**EXTRAIT DU TEXTE:**

+++++

L’article 2 définit la composition du comité qui doit administrer le CEA. Il comprendra : "Un haut commissaire à l’énergie atomique [...] Un administrateur général délégué du Gouvernement ; Trois personnalités qualifiées par leurs travaux relatifs à l’énergie d’origine atomique Le président du comité de coordination des recherches concernant la défense nationale".
Cette ordonnance fut rédigée à partir des propositions de Frédéric Joliot et de Raoul Dautry. La signature de De Gaulle était suivie par celles de 9 ministres. Les ministres des affaires étrangères, de la guerre, de la marine et de l’air venaient en tête. Cette présentation montre assez bien la hiérarchisation des motivations du gouvernement en créant le CEA.
Le décret du 3 janvier 1946 "portant nomination du haut commissaire à l’énergie atomique et de membres du comité de l’énergie atomique" est significatif de l’orientation militaire du CEA dès son origine. Ce décret nomme Frédéric Joliot haut commissaire (Art. 2). Dans l’article 1er on trouve : "Sont nommés membres du comité de l’énergie atomique, en outre du président du comité de coordination des recherches scientifiques intéressant la défense nationale, membre de droit [...]". Suit la liste des savants nommés pour siéger avec le représentant de l’armée : Irène Joliot-Curie, Pierre Auger, Frédéric Joliot, Francis Perrin.
La présence d’un représentant militaire dans les organismes de direction du CEA ne semble pas avoir géné les scientifiques de ces organismes.

+++++

Entrées de données recueillies:
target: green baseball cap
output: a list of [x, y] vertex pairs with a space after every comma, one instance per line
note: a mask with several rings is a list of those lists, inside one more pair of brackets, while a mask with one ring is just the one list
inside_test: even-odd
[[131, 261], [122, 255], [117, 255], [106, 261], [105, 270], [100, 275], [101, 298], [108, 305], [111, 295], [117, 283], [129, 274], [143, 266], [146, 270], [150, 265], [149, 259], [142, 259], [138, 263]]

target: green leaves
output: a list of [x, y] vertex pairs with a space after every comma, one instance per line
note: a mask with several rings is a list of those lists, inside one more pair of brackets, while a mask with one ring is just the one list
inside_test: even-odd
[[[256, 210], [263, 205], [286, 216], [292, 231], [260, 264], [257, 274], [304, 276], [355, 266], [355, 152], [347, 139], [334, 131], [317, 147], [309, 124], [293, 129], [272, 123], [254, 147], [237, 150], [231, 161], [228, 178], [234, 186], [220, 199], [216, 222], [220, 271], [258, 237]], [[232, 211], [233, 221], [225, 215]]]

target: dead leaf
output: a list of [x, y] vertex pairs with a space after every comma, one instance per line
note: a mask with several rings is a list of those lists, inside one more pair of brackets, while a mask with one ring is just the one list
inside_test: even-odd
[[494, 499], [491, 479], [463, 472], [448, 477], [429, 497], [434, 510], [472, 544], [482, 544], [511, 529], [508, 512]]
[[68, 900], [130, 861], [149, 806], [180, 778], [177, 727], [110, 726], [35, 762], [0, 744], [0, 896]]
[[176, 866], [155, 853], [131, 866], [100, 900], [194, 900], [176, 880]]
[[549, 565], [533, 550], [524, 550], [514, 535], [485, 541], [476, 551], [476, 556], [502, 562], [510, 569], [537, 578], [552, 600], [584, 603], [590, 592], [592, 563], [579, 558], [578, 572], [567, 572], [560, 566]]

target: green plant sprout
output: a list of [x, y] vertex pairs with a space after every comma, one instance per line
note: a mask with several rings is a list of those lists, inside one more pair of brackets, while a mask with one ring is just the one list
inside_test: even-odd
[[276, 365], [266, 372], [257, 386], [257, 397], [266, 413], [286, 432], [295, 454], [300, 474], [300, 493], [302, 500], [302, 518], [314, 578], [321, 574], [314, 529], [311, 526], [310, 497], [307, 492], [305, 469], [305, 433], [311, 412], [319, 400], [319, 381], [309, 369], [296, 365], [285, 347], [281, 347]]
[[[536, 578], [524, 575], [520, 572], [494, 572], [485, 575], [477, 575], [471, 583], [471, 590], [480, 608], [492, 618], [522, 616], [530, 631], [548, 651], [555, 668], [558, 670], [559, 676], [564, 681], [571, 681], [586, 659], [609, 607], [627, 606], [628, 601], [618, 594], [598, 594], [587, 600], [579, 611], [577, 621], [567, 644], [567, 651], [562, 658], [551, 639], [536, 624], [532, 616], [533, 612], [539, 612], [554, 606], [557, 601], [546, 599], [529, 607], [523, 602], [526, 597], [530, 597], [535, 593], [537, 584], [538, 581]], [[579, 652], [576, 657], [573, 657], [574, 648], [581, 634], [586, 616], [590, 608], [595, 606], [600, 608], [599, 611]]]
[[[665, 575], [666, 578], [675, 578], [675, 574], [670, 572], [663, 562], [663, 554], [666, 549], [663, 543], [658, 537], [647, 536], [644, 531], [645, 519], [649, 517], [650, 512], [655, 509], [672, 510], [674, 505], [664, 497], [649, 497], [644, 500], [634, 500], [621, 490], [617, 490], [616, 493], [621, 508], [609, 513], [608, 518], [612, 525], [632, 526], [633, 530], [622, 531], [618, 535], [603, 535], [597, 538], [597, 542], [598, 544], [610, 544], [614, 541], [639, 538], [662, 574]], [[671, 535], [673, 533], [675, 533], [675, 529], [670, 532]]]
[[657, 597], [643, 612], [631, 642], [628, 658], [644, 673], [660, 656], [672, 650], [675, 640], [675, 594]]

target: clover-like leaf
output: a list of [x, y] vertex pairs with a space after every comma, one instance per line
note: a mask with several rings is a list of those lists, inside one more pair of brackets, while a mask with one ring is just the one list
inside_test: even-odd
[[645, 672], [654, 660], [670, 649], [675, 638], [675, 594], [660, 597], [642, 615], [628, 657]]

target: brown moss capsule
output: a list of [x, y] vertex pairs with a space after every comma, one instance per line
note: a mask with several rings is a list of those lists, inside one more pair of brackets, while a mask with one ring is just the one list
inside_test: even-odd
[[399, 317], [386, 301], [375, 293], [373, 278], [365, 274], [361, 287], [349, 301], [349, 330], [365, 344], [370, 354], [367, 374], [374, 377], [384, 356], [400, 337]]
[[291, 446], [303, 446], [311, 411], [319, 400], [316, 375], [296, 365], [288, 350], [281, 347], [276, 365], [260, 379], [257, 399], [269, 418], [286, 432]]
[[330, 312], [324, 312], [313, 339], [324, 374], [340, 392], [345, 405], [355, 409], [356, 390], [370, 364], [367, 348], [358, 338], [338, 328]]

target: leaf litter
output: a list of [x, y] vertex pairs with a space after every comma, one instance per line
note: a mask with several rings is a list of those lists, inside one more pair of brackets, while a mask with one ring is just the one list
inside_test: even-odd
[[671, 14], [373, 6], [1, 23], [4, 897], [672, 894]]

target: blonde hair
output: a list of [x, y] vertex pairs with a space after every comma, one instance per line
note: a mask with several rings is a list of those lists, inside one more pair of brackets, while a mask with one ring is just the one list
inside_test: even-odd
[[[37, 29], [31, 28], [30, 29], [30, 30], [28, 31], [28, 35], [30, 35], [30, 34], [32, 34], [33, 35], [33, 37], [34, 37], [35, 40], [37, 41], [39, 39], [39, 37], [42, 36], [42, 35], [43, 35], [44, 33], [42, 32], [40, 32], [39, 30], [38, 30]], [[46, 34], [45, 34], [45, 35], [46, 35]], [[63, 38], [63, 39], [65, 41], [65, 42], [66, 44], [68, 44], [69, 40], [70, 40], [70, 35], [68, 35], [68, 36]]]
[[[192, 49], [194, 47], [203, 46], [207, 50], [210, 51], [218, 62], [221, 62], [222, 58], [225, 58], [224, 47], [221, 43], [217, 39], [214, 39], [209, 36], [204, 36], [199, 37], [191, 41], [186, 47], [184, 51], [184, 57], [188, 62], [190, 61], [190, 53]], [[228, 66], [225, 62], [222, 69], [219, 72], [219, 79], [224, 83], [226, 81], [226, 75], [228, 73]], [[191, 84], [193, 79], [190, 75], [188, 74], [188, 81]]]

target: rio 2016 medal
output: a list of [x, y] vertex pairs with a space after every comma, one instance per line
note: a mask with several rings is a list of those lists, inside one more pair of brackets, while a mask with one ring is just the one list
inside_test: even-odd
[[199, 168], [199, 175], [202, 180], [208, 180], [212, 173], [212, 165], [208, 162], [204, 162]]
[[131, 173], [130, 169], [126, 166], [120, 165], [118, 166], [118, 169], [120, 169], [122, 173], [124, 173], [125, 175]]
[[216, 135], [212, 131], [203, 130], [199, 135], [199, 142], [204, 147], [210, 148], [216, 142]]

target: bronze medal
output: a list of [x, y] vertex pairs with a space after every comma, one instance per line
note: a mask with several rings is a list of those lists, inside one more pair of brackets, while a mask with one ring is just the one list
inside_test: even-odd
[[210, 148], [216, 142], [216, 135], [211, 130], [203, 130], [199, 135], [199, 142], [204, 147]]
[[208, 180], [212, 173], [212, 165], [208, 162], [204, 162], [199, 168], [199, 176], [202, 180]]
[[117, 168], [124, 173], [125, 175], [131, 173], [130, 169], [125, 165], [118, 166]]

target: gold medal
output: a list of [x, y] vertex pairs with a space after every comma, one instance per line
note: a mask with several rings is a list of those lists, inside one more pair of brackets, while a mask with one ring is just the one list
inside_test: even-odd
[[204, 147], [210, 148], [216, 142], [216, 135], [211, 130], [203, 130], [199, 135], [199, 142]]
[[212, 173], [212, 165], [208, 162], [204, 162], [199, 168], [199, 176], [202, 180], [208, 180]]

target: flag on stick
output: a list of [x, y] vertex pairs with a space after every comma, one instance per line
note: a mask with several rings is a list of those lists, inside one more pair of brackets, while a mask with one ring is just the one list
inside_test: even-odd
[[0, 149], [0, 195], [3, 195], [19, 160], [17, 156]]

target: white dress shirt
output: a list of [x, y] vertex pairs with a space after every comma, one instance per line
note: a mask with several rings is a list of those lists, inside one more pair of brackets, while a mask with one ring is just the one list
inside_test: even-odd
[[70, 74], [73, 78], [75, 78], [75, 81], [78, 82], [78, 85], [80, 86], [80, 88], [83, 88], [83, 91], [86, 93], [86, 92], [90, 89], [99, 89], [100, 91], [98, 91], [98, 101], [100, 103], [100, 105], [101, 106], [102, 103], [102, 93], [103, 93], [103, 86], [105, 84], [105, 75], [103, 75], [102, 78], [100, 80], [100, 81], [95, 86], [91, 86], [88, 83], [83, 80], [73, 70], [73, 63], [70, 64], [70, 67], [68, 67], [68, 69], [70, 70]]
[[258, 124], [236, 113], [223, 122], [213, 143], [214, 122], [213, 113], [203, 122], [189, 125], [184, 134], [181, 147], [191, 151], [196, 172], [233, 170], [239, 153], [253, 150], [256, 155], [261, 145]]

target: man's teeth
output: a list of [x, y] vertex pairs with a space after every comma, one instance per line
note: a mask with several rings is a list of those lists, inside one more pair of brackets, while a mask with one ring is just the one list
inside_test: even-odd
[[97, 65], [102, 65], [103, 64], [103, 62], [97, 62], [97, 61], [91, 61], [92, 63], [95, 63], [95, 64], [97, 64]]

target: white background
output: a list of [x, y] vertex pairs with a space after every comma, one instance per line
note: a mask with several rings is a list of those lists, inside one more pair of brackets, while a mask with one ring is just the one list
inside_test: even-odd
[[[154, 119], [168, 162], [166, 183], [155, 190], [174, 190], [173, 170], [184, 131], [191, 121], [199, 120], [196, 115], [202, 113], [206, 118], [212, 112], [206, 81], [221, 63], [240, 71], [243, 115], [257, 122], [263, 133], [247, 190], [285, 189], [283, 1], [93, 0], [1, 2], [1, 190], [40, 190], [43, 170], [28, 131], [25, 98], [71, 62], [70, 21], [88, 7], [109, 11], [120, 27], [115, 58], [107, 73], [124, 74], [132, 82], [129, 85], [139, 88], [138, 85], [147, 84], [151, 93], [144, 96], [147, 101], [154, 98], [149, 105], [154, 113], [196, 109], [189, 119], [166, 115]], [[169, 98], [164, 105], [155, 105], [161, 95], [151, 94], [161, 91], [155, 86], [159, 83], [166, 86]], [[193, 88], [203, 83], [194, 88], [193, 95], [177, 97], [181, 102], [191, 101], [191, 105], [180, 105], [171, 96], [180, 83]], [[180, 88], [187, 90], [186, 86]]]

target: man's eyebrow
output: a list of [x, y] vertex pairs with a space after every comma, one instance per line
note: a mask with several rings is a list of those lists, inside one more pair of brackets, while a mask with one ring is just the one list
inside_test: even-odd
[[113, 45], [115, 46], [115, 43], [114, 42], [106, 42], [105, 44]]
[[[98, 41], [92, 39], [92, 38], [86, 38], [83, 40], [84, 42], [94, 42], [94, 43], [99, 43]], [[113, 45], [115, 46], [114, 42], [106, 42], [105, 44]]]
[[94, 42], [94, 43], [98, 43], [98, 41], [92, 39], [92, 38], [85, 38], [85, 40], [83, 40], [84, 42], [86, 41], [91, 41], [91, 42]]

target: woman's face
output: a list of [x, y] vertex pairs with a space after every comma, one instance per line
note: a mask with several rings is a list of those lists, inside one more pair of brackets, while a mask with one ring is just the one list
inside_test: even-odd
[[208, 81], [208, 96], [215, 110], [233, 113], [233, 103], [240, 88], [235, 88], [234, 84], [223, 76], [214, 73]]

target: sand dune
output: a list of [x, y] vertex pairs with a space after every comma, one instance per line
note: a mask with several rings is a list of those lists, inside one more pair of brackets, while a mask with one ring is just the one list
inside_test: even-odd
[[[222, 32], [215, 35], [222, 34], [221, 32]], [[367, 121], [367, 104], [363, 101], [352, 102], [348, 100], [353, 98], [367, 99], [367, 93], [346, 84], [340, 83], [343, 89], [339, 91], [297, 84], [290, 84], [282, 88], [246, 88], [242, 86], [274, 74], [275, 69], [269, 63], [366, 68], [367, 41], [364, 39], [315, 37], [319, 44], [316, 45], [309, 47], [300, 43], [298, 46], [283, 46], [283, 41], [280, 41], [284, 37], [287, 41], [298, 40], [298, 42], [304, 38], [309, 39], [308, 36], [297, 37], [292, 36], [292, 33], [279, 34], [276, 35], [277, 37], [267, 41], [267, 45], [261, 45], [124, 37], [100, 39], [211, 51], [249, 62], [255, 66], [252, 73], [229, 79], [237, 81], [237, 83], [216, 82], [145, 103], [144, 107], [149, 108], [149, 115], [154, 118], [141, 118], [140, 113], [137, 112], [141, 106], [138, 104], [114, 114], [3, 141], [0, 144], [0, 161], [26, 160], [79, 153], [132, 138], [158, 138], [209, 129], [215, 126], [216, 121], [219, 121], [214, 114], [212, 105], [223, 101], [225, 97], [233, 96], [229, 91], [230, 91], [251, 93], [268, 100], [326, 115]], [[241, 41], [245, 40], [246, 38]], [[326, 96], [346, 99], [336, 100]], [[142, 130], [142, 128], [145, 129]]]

+++++

**ACTIONS À MENER:**
**a)** Reproduisez fidèlement le passage de l'extrait sur la création du CEA qui commence aux mots « Le décret du » et s'arrête après les mots « Joliot, Francis Perrin. ».
**b)** Répondez aux questions suivantes d'après l'extrait sur la création du CEA.
(i) Combien de personnalités qualifiées par leurs travaux sur l'énergie atomique le comité doit-il comprendre ?
(ii) Par combien de ministres la signature de De Gaulle était-elle suivie ?
(iii) Quelle est la date du décret qui nomme le haut commissaire à l'énergie atomique ?
**c)** Poursuivez l'extrait sur la création du CEA à partir de sa dernière phrase.
Les enregistrements ne jouent aucun rôle dans ce travail.

**RÉSULTATS OBTENUS:**
**a)**
Le décret du 3 janvier 1946 "portant nomination du haut commissaire à l’énergie atomique et de membres du comité de l’énergie atomique" est significatif de l’orientation militaire du CEA dès son origine. Ce décret nomme Frédéric Joliot haut commissaire (Art. 2). Dans l’article 1er on trouve : "Sont nommés membres du comité de l’énergie atomique, en outre du président du comité de coordination des recherches scientifiques intéressant la défense nationale, membre de droit [...]". Suit la liste des savants nommés pour siéger avec le représentant de l’armée : Irène Joliot-Curie, Pierre Auger, Frédéric Joliot, Francis Perrin.

**b)**
(i) Le comité doit comprendre trois personnalités qualifiées.
(ii) La signature de De Gaulle était suivie par celles de 9 ministres.
(iii) Le décret date du 3 janvier 1946.

**c)**
La révocation de Joliot en 1950 pour son refus d’accepter l’orientation militaire du CEA (bombe et sous-marins à propulsion nucléaire) a pu laisser croire qu’à l’origine le CEA n’avait que des missions civiles. Bertrand Goldschmidt signale dans son livre qu’"en janvier 1949 Joliot fut l’invité de la presse anglo-américaine [...]. La question du secret atomique ayant été abordée, Joliot expliqua que tout résultat de ses recherches susceptible de contribuer à un programme militaire serait gardé secret tant que les Nations unies ne se seraient pas mises d’accord sur un traité d’interdiction de l’arme atomique" (p. 433). Ceci indique bien qu’il n’excluait pas les bombes atomiques.
L’activité prioritaire du CEA pendant les années qui suivirent sa création fut militaire. Cependant le développement des recherches pendant cette période pouvait laisser croire à une orientation différente : la recherche des minerais d’uranium, la purification de l’uranium, la fabrication industrielle de graphite très pur, la neutronique etc. toutes ces activités pouvaient apparaître comme orientées vers des applications pacifiques. Mais le CEA menait, en parallèle l’études du plutonium pour mettre au point son extraction à partir des combustibles nucléaires irradiés, et la construction des réacteurs à Marcoule avait pour motif principal l’obtention rapide de plutonium pour la bombe. La production électrique de ces réacteurs ne pouvait servir qu’à masquer l’orientation militaire du CEA qui se concrétisa le 13 février 1960 par l’explosion au Sahara de la première bombe française, une bombe au plutonium (voir les Actualités Françaises du 17/2/1960).
Le CEA a été créé par De Gaulle en 1945 afin de produire des bombes atomiques. Il a eu l’approbation unanime des divers partis politiques, (droite et gauche confondues), et de l’ensemble de la communauté scientifique, y compris de ceux, qui, comme Joliot, se manifestèrent plus tard contre la bombe. L’activité civile française pour la réalisation de réacteurs nucléaires de puissance ne prit réellement place dans les programmes du CEA que lorsque sa mission première fut remplie : la bombe.